Records provided ▸
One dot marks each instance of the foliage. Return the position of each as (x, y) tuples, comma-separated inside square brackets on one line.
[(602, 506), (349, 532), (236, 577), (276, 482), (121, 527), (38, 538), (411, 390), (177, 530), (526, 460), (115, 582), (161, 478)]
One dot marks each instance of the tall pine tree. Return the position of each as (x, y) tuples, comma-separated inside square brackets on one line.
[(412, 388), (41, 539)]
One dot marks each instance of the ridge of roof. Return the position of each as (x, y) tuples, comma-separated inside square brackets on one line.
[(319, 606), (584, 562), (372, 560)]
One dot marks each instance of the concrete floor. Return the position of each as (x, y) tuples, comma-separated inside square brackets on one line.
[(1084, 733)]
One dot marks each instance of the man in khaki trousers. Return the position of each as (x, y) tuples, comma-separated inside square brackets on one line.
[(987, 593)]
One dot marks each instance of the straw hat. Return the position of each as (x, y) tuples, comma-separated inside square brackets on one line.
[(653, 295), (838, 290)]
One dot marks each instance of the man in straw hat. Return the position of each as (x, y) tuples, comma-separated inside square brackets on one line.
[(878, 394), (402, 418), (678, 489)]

Job ▸
Begin at the line of the listing that has "One dot marks each instance of the tall" and stop after the line that has "[(319, 606), (584, 562), (372, 560)]". Write those lines out again, requests included, offsetting every coordinate in the answers by 89.

Full answer ▸
One dot marks each instance of the tall pine tree. Return the position of each as (x, y) tuples, comma-separated inside square brackets on one line.
[(501, 477), (130, 628)]
One dot marks each instance of the ridge of roof. Return the position of each as (x, y) tuples, comma-separated inside square brackets on one line.
[(408, 695), (673, 651), (461, 649)]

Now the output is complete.